- Opening Delimiter -
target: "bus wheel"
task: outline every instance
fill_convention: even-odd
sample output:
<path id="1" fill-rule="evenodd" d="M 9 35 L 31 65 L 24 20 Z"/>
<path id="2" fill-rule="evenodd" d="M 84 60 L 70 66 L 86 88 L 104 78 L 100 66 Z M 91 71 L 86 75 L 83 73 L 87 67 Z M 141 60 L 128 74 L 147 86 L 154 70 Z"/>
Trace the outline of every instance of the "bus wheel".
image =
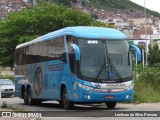
<path id="1" fill-rule="evenodd" d="M 34 100 L 32 99 L 30 88 L 27 90 L 27 93 L 28 93 L 28 104 L 29 105 L 33 105 L 34 104 Z"/>
<path id="2" fill-rule="evenodd" d="M 67 110 L 73 108 L 74 103 L 69 101 L 67 98 L 67 89 L 64 88 L 62 92 L 62 101 L 63 101 L 63 107 Z"/>
<path id="3" fill-rule="evenodd" d="M 106 103 L 106 106 L 107 106 L 109 109 L 113 109 L 113 108 L 115 108 L 115 106 L 116 106 L 116 102 L 107 102 L 107 103 Z"/>
<path id="4" fill-rule="evenodd" d="M 25 105 L 28 105 L 28 94 L 27 94 L 27 89 L 24 89 L 24 91 L 23 91 L 24 93 L 24 104 Z"/>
- Closing Delimiter -
Keep every word of the material exactly as given. Drop the pictures.

target: "bus wheel"
task: outline every instance
fill_convention: even-odd
sample output:
<path id="1" fill-rule="evenodd" d="M 9 35 L 31 65 L 24 20 Z"/>
<path id="2" fill-rule="evenodd" d="M 84 60 L 70 66 L 86 88 L 104 78 L 100 66 Z M 91 71 L 86 75 L 83 73 L 87 67 Z M 141 60 L 128 74 L 147 86 L 154 70 Z"/>
Trace the outline of every instance of the "bus wheel".
image =
<path id="1" fill-rule="evenodd" d="M 34 100 L 32 99 L 30 88 L 27 90 L 27 93 L 28 93 L 28 104 L 29 105 L 33 105 L 34 104 Z"/>
<path id="2" fill-rule="evenodd" d="M 67 110 L 73 108 L 74 103 L 69 101 L 67 98 L 67 89 L 64 88 L 62 92 L 62 101 L 63 101 L 63 107 Z"/>
<path id="3" fill-rule="evenodd" d="M 106 103 L 106 106 L 107 106 L 109 109 L 113 109 L 113 108 L 115 108 L 115 106 L 116 106 L 116 102 L 107 102 L 107 103 Z"/>
<path id="4" fill-rule="evenodd" d="M 25 105 L 28 105 L 28 94 L 27 94 L 27 89 L 24 89 L 24 91 L 23 91 L 24 93 L 24 104 Z"/>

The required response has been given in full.